-- DATASET ENTRIES follows --

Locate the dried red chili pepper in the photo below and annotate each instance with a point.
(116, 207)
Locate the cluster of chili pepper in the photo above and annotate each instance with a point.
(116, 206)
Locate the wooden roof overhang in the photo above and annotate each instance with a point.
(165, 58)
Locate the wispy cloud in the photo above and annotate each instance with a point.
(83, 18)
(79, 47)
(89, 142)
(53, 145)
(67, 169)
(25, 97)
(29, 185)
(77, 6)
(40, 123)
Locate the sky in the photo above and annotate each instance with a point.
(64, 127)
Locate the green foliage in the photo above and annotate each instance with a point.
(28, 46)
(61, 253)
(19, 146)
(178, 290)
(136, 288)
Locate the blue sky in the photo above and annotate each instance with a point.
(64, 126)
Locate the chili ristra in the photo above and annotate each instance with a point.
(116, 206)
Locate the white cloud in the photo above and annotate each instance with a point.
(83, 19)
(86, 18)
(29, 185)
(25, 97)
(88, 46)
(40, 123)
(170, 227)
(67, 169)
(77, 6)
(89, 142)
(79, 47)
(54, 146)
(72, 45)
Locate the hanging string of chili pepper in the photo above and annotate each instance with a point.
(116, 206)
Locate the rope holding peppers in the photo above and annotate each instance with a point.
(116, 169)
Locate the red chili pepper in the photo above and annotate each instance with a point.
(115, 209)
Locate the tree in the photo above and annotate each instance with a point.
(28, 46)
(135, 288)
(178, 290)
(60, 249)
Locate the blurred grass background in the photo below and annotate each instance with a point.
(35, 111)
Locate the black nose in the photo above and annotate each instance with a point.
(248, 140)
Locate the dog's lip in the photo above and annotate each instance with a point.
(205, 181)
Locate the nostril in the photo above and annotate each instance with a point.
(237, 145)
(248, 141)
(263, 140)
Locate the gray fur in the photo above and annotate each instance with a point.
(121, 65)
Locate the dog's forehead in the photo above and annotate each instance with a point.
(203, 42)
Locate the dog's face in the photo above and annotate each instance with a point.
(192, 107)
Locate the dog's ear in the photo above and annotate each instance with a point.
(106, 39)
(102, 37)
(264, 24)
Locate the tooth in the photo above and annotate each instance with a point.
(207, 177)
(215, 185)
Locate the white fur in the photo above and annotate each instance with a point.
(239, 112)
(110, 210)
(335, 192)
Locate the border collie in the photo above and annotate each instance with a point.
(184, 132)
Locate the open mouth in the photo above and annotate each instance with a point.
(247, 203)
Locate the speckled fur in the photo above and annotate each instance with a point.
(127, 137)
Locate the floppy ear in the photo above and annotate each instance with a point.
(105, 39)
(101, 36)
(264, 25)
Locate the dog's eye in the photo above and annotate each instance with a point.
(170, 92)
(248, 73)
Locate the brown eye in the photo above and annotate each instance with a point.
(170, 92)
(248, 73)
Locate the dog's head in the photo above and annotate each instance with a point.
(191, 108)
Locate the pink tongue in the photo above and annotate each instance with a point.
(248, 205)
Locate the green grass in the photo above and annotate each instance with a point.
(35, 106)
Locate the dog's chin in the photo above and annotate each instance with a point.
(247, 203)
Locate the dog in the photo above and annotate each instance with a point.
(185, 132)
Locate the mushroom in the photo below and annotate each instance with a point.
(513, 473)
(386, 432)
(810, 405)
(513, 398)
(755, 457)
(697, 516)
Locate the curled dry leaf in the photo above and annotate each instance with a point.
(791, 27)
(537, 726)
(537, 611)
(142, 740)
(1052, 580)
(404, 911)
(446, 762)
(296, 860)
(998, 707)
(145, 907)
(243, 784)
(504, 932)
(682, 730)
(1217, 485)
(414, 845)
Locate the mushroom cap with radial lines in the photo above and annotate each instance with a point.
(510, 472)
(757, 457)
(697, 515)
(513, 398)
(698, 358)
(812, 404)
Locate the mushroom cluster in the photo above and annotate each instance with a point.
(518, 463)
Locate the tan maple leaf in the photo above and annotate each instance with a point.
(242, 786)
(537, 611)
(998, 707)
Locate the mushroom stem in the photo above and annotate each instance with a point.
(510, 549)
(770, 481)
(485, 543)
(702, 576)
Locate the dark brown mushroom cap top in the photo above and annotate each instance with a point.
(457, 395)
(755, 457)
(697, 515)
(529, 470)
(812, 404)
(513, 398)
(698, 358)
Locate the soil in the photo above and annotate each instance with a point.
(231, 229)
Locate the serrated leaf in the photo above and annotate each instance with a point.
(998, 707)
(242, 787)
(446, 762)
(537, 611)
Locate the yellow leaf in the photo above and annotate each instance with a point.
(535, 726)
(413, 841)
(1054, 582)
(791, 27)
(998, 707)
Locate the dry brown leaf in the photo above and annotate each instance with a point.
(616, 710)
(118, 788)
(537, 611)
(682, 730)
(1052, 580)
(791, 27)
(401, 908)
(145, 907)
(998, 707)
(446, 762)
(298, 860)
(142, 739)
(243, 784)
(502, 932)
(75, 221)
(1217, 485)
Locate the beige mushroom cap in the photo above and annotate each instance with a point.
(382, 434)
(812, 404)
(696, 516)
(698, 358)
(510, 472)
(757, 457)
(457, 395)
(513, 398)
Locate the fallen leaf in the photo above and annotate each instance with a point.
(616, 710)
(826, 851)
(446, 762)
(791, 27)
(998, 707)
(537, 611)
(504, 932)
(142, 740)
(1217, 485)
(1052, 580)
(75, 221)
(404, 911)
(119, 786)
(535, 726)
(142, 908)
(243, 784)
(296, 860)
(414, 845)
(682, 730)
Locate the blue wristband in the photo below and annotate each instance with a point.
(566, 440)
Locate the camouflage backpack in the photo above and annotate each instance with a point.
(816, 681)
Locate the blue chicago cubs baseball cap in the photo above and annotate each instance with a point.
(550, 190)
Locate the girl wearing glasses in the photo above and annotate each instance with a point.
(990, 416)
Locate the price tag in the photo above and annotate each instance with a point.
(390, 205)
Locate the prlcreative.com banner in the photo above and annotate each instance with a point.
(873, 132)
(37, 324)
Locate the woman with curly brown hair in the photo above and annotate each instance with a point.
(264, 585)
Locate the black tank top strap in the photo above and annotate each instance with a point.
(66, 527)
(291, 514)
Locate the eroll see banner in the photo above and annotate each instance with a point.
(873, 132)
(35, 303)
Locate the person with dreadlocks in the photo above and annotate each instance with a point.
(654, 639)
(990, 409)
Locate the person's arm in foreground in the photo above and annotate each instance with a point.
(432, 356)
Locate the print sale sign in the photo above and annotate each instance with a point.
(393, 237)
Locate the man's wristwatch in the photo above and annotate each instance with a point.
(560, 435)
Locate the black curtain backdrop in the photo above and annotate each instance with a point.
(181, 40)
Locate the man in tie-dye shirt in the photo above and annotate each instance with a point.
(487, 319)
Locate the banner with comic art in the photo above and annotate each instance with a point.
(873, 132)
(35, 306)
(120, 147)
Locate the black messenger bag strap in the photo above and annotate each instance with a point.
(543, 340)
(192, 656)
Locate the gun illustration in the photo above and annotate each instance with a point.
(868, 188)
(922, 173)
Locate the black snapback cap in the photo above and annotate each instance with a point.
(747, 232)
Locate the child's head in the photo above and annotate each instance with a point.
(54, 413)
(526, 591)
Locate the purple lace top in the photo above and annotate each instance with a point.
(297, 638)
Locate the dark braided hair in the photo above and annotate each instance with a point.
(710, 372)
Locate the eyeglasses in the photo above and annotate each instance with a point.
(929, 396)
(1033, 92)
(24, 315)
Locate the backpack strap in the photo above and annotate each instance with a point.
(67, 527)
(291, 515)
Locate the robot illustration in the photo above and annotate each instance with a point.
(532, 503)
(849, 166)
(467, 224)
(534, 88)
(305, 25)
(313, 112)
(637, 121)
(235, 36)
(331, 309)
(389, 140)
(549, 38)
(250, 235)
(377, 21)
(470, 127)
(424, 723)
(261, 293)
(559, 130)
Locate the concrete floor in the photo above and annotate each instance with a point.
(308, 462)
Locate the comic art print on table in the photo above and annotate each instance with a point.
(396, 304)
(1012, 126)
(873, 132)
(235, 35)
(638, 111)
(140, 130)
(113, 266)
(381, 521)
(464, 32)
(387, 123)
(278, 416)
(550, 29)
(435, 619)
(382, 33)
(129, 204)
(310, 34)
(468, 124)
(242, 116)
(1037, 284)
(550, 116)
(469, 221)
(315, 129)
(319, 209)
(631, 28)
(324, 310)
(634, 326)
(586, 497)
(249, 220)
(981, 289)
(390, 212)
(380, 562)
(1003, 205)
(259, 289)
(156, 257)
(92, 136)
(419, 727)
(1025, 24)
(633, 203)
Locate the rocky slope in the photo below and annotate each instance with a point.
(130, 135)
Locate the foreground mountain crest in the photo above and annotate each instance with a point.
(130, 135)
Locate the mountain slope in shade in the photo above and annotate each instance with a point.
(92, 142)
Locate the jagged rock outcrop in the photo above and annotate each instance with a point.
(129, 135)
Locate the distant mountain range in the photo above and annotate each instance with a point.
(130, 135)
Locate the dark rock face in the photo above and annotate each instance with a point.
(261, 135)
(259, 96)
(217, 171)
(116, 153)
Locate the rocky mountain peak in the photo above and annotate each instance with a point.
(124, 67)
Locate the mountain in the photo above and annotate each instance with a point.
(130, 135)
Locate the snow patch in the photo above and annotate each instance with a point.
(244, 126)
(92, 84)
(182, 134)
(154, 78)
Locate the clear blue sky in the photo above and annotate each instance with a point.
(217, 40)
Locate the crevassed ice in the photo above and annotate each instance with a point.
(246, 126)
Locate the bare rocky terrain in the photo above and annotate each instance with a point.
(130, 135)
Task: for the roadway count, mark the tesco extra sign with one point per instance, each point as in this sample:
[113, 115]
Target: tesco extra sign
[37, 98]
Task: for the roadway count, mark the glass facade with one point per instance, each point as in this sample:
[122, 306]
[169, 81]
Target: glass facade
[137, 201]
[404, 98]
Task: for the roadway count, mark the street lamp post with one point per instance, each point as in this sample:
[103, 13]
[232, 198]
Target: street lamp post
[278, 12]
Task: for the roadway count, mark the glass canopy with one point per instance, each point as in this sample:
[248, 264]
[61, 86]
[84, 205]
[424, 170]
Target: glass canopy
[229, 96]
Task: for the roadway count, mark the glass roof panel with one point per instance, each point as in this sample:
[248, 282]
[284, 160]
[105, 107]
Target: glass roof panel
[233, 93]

-- DATASET ENTRIES concluded --

#### [EXERCISE BRIEF]
Among the records above, which lines hold the word "sample"? Copy each one.

#### [COMPLETED TASK]
Task: for the roadway count, mark the tesco extra sign with one point per instance, each point as in this sample:
Task: for the roadway count, mark the glass facade with one point per instance, each point as in this sample:
Task: for the roadway count, mark the street lamp post with one point per instance, each point as in this sample:
Task: for the roadway count, mark the glass canopy with one point per instance, each point as in this sample:
Task: for the roadway count, mark the glass roof panel with one point per instance, each point as in this sample:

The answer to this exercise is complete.